* **WORK INSTRUCTIONS**
Rewrite the rows from the line containing "black cap is in the scene." to the line containing "289;39;729;533", changing "black cap" to "red cap" and leaving everything else the same.

Object detection data:
____

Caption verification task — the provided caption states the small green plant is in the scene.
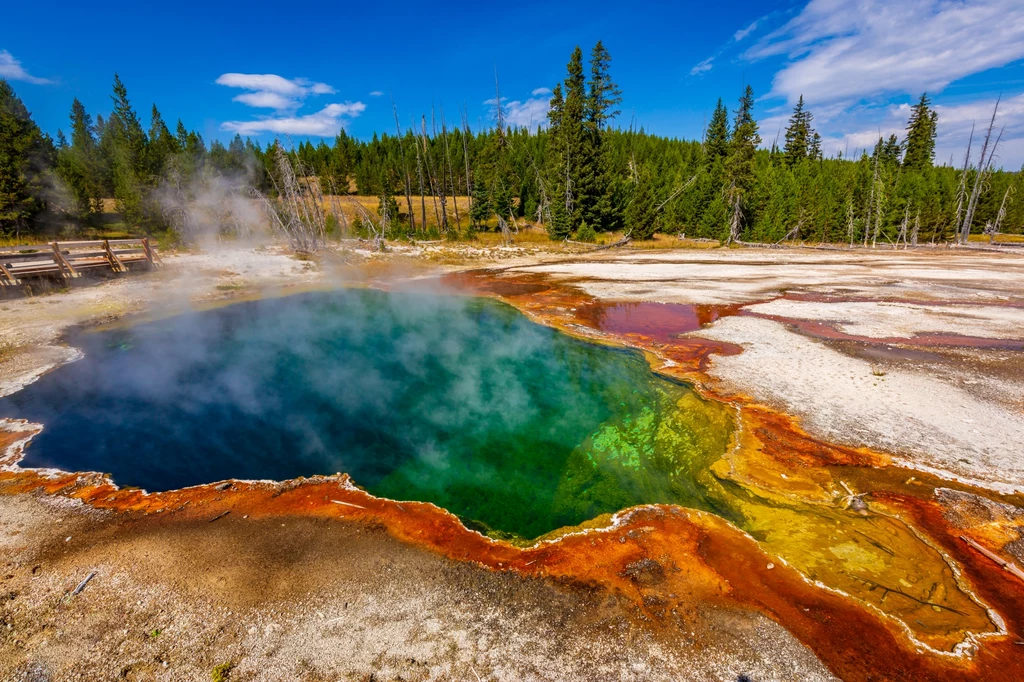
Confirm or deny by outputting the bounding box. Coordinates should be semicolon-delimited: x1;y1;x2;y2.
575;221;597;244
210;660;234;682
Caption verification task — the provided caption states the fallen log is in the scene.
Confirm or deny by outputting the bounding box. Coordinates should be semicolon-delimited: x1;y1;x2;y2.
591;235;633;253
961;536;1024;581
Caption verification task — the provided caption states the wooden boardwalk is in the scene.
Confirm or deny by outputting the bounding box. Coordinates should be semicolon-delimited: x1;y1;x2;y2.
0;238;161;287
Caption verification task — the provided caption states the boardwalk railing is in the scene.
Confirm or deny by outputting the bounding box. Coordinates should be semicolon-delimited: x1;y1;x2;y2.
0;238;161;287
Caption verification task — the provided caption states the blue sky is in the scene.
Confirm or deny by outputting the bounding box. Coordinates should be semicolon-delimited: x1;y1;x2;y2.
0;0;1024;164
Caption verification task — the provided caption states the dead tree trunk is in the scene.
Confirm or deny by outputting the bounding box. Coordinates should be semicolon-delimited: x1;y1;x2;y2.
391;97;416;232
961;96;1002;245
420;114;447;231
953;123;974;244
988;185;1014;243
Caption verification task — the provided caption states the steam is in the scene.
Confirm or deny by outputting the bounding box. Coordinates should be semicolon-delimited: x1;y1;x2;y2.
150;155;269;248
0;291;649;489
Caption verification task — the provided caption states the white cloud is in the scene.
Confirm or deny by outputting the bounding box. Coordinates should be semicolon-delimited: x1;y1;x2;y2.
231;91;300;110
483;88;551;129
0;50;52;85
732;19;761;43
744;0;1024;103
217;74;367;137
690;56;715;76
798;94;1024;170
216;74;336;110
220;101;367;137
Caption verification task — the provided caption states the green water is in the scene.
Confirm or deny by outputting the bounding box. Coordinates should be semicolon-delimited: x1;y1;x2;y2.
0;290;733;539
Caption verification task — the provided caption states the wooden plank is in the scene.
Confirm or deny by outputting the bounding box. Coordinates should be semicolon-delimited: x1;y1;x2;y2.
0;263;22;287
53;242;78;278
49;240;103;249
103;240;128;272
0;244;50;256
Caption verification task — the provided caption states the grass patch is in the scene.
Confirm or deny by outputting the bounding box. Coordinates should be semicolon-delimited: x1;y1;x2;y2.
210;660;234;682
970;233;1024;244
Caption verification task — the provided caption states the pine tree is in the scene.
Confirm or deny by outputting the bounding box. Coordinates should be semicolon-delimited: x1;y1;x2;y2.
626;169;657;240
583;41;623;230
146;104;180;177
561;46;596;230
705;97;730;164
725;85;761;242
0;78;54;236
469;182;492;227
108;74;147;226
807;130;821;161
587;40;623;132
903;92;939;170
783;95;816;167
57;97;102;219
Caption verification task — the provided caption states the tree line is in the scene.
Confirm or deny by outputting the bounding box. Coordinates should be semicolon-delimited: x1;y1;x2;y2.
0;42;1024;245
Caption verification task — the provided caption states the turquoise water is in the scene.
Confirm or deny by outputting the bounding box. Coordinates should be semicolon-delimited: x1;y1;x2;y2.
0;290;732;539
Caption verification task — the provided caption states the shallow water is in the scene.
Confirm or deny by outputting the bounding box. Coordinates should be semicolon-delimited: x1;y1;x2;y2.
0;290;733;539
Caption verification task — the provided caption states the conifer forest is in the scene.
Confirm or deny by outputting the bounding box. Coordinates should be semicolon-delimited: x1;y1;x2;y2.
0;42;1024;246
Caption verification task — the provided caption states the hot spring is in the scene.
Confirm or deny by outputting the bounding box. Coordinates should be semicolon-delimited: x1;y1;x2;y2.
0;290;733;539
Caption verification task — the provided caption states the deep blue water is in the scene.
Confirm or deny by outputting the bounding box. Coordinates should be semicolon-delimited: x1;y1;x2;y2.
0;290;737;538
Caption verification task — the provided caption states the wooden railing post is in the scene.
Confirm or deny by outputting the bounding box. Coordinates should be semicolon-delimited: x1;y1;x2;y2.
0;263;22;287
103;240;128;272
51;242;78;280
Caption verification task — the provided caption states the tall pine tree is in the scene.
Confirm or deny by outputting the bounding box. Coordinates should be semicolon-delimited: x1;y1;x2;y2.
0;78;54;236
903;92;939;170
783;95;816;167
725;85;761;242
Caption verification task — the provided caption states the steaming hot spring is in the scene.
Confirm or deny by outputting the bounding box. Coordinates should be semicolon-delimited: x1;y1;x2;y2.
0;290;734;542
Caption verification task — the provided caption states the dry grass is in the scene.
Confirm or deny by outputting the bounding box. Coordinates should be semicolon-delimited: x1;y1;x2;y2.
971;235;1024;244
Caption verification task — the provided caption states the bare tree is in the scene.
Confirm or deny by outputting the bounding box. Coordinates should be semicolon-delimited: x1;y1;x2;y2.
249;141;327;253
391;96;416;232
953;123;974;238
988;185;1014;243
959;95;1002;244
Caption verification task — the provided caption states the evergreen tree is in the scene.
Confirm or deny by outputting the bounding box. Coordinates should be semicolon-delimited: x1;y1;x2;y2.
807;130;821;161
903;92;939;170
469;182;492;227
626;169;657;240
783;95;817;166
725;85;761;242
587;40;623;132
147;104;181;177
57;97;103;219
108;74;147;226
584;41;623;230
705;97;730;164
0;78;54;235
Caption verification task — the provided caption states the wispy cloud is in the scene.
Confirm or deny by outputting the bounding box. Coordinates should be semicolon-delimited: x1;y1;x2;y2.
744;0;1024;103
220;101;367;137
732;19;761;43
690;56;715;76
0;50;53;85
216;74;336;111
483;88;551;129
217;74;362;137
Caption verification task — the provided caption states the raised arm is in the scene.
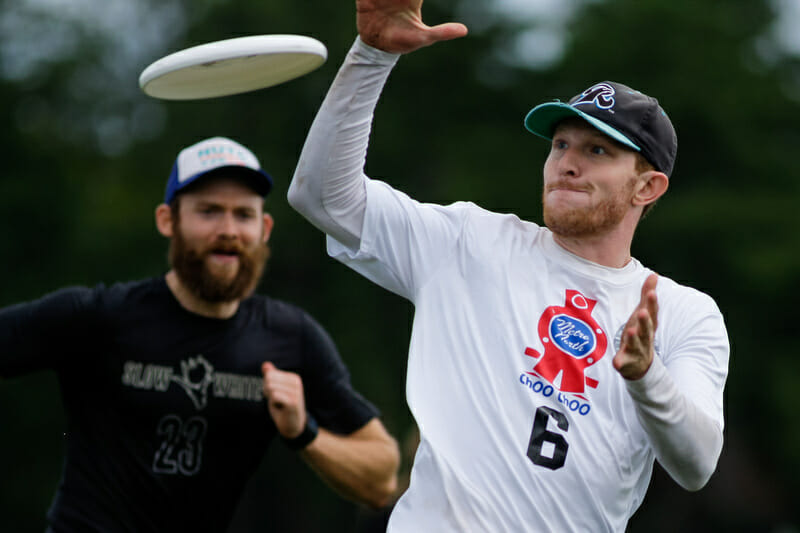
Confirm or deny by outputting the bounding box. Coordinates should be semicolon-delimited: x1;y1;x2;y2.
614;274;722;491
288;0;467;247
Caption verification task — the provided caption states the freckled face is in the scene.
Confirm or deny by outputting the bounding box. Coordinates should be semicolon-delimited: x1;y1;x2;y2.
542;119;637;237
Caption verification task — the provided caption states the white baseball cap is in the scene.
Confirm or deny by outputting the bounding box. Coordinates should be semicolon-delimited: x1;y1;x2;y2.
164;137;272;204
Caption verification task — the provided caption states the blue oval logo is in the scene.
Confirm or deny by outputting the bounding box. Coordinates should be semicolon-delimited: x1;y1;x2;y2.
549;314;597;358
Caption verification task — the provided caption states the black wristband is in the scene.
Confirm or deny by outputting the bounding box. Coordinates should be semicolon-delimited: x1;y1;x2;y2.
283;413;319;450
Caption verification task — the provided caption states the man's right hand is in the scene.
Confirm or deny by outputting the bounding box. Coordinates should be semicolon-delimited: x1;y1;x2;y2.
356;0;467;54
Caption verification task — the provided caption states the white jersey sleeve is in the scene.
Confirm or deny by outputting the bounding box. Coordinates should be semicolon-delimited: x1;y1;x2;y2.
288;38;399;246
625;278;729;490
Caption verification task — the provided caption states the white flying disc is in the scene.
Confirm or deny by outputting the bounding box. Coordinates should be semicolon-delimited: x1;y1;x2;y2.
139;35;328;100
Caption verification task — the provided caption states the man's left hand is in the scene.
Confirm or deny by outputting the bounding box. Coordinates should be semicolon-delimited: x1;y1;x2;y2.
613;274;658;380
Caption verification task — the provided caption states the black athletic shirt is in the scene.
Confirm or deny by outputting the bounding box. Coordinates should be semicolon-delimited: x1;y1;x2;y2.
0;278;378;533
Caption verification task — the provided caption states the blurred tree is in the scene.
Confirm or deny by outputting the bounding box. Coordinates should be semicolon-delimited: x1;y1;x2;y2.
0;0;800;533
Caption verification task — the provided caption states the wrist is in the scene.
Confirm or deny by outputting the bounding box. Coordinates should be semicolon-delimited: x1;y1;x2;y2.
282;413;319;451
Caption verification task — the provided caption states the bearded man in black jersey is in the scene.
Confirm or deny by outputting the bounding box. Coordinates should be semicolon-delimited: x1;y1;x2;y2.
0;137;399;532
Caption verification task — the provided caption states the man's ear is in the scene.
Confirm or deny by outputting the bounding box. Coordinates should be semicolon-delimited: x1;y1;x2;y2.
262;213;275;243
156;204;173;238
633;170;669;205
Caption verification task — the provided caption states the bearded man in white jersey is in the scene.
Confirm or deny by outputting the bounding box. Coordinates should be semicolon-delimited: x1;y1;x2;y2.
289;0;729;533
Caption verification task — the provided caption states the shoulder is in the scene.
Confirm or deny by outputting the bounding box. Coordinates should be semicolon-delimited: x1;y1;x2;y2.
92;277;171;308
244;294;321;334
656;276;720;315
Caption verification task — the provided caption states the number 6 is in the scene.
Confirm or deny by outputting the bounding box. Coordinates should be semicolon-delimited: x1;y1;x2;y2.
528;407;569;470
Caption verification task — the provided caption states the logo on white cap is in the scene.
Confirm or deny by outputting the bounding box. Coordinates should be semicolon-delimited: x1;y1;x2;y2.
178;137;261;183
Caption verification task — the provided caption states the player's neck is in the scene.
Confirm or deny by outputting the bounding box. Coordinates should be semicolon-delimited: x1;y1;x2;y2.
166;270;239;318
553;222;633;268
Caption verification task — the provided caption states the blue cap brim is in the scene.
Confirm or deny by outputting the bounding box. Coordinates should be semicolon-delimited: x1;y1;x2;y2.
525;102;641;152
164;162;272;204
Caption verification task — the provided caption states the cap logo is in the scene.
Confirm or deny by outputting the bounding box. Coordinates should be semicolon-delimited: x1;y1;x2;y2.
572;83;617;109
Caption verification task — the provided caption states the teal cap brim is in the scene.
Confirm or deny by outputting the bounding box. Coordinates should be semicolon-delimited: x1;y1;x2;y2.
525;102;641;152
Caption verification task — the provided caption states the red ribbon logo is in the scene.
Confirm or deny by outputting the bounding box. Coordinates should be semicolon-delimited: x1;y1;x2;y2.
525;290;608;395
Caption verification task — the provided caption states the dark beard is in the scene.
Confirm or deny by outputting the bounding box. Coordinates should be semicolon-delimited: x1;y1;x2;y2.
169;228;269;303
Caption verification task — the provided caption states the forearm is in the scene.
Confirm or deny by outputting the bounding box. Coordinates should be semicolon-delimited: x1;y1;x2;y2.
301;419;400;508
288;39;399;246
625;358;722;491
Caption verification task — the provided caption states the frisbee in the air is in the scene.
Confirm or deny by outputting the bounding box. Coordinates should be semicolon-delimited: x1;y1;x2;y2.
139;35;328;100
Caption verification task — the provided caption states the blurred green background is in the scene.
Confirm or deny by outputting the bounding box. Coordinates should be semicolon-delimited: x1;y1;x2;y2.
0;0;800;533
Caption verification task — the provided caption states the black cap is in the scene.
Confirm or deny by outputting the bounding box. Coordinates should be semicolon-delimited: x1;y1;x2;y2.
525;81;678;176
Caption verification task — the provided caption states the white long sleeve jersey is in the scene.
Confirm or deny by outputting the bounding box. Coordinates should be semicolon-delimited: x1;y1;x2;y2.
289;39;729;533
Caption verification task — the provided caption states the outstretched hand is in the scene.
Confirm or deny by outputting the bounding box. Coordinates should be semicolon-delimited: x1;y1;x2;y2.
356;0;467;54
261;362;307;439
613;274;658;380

____

* **RESULT OF THE TASK**
Caption verification task — the provided caption states the red cap is in the scene.
Confirm or deny by outputting the bounding box. Coordinates should be semicolon-delimited: x1;y1;x2;y2.
525;81;678;176
Caption verification task — the provided caption states the white long sleeve jersey is in the scene.
Confirm or deny by outputting the bounding box. Coordinates should be semicolon-delimited: x1;y1;x2;y2.
289;39;729;533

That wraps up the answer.